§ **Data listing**

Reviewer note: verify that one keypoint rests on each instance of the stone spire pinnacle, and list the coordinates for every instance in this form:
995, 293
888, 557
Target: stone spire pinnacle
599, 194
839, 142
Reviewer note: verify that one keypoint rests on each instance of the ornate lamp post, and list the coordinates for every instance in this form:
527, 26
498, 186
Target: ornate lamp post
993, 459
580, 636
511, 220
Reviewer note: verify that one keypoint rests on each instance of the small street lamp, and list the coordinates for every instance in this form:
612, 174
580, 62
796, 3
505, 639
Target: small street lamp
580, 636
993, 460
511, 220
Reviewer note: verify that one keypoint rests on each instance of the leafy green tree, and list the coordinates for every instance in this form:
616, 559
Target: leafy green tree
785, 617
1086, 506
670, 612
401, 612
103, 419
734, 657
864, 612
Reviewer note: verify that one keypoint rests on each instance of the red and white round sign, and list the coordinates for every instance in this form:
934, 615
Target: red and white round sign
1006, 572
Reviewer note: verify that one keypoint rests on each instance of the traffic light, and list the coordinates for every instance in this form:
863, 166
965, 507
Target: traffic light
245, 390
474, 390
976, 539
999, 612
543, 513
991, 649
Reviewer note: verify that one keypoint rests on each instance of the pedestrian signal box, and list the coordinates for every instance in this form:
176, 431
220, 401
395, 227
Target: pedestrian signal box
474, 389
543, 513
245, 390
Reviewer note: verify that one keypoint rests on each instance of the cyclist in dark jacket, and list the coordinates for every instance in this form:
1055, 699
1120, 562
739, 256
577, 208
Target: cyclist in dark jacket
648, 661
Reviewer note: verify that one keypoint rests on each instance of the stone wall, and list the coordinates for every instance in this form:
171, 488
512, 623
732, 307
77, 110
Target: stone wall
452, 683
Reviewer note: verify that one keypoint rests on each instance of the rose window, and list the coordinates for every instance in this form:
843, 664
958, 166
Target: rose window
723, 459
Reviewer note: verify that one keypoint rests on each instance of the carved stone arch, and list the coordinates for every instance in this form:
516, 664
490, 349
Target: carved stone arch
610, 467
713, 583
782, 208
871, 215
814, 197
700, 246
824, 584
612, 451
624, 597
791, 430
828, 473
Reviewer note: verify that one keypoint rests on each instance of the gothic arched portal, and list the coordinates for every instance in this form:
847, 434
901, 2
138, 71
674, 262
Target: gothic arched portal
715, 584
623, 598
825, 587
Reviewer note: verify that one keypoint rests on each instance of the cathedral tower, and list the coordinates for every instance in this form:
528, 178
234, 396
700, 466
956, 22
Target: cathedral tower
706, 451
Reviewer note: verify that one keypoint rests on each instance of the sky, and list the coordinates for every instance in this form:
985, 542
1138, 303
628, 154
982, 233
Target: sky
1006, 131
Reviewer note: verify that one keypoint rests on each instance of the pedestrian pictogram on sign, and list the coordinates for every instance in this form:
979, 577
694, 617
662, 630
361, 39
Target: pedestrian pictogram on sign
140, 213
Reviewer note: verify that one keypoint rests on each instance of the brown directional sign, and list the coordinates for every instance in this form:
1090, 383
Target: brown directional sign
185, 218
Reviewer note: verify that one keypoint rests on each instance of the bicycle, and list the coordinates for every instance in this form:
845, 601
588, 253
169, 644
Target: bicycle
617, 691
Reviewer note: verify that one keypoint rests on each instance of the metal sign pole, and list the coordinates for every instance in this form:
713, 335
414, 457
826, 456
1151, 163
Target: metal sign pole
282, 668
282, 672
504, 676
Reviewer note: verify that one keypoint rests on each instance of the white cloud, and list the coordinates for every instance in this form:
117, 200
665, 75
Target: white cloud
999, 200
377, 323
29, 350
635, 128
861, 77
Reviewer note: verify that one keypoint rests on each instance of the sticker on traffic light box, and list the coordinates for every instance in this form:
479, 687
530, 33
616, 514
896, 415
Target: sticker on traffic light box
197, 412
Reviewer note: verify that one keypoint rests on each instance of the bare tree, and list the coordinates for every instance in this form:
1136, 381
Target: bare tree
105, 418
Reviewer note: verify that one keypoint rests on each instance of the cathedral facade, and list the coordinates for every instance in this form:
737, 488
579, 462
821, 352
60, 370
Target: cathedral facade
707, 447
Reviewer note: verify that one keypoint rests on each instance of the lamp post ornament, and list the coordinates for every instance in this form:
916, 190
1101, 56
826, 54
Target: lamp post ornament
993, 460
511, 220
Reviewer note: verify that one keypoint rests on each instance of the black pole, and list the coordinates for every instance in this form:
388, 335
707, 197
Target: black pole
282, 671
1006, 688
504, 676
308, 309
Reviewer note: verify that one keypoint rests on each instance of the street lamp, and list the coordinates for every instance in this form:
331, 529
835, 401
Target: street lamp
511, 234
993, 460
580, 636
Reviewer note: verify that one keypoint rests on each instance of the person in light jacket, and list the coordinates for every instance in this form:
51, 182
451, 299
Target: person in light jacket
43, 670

§ **EXERCISE OBJECTIVE**
Retype all of the entries precisely as they are.

§ **WORKED SOLUTION**
Reviewer note: verify that one keypoint rests on each instance of the stone spire pinnacle, and list the coordinates for every instance in this form:
995, 293
888, 557
Target: stone spire pinnacle
599, 194
839, 142
Reviewer note: verify that one keypoint rests on each instance of the ornate lamp post, and list the coordinates for every instance in this form:
527, 26
498, 186
Target: ornate lamp post
993, 459
580, 636
511, 220
Reviewer note: verify that one keypoint rests on each instance of the small street lamp, and list the coordinates for every instance in this form:
612, 174
580, 62
796, 3
505, 639
Target: small street lamp
580, 636
993, 460
511, 220
Reviewer note: verify that one keypoint rests on each instance of the leafy green tree, and list the coordinates for every instance in this form:
616, 559
Target: leafy green tree
785, 617
1086, 506
670, 612
401, 612
103, 419
734, 657
864, 612
Reviewer note: verify that one keypoint rests on each instance of the red and white round sign, and list the coordinates for every instance in this form:
934, 615
Target: red and white round sign
1006, 572
Reviewer note: verify that one keypoint rests on each instance of the traffic light, and list the coordinates for every instance in this form:
863, 166
965, 507
Target: traffic light
245, 390
474, 390
976, 539
999, 612
543, 513
991, 649
Reviewer note: verify that one keypoint rests on each instance of the pedestrian signal box, and list the coordinates for every instance in this form:
176, 431
220, 401
395, 227
Target: pedestrian signal box
474, 389
543, 513
245, 390
Reviewer note: verify that one keypoint rests on each instance of the cyclist in dark jacket, and list the coordinates for every instance in this form:
1055, 699
1120, 562
739, 256
577, 208
Target: cyclist in dark jacket
648, 661
Reviewer note: verify that one keypoint rests on each instance of the stone wall, and list the coordinates for every instance in this form:
171, 488
512, 623
732, 307
77, 110
Target: stone wall
452, 683
Reviewer note: verify that one keypoint rests on each instance of the rose window, and list the coordinates for every instance in this form:
843, 664
958, 166
Target: rose window
723, 459
Reviewer note: verify that one keypoint rests on each instance of the carved stone arch, and list the coordinates for every instance in this form:
516, 664
490, 349
Target: carved stone arch
610, 467
713, 583
782, 208
871, 215
814, 197
700, 246
824, 584
612, 451
624, 597
791, 430
828, 473
Reviewer note: verify that one keypoint rests on each instance of the gothic arched portal, and list the coordinates for every instance in this form:
847, 434
901, 2
138, 71
674, 262
Target: gothic arched portal
715, 584
623, 598
825, 587
Reviewer note: verify that one keypoint rests on each instance of the cathedral tower, and list the coordinates for every instance in this form:
528, 178
234, 396
700, 466
956, 22
Target: cathedral tower
706, 451
Reviewer note: verify that one keypoint rests on each instance of the sky, and list the coordinates for every instance in this form:
985, 542
1138, 303
628, 154
982, 233
Target: sky
1006, 131
Reviewer note: verify that one keypoint rests on each instance of the pedestrian pictogram on sign, and list the coordinates for every instance in this form:
979, 577
694, 617
662, 630
361, 39
Target: pedestrian pictogram on sign
140, 213
Reviewer note: verify that one keypoint rests on each instance of the brown directional sign, and list the coordinates for every instance in this form:
1090, 383
Target: brown directional sign
185, 218
Reviewer note: verify that one keypoint rests on each instance of the bicycle, and list the coordinates for every instance in this form:
845, 601
588, 253
169, 644
Target: bicycle
617, 691
Reviewer note: verify that one keypoint rests on each instance of the metal sign pole, and list the coordinates for every instance in this form:
713, 335
414, 457
826, 456
1151, 163
Target: metal sign pole
282, 668
282, 672
504, 676
Reviewer note: verify that one keypoint rests on each instance of the white cloud, and list the coordinates for every instance in this form:
117, 200
665, 75
Target: white cloud
999, 200
377, 323
29, 350
635, 128
861, 77
Reviewer note: verify that one keypoint rests on each instance of the sticker on traffic light box, and list the coordinates for every instance in this form:
479, 687
530, 33
616, 514
896, 415
Target: sticker on traffic light box
197, 412
Reviewer note: verify that one keypoint rests on each instance of the bare tree, and list the coordinates for every instance in this form:
1136, 381
Target: bare tree
105, 418
Reviewer note: verify that one keypoint rests on each instance of the cathedral facade, and list the coordinates for every instance in this form:
737, 488
579, 462
821, 352
60, 370
Target: cathedral facade
707, 447
Reviewer note: verify that one keypoint rests on each instance of the lamp post ornament, and list the coordinates for every instance in this form:
916, 190
1101, 56
826, 54
Target: lamp post ornament
993, 460
511, 220
Reviewer note: verify that one keypoint rests on each instance of the black pole, and list the coordinates for every instance in this form:
388, 335
707, 197
Target: black pole
282, 671
1006, 688
504, 676
308, 309
Reviewer note: verify that one keypoint rests on each instance of the street lamp, and list the coordinates for every instance in this form:
331, 529
835, 401
Target: street lamp
511, 234
993, 460
580, 636
Reviewer note: verify that one keypoint rests on each instance of the person in light jacket, and list the coordinates for every instance in this form:
51, 182
451, 299
Target: person in light jacket
43, 670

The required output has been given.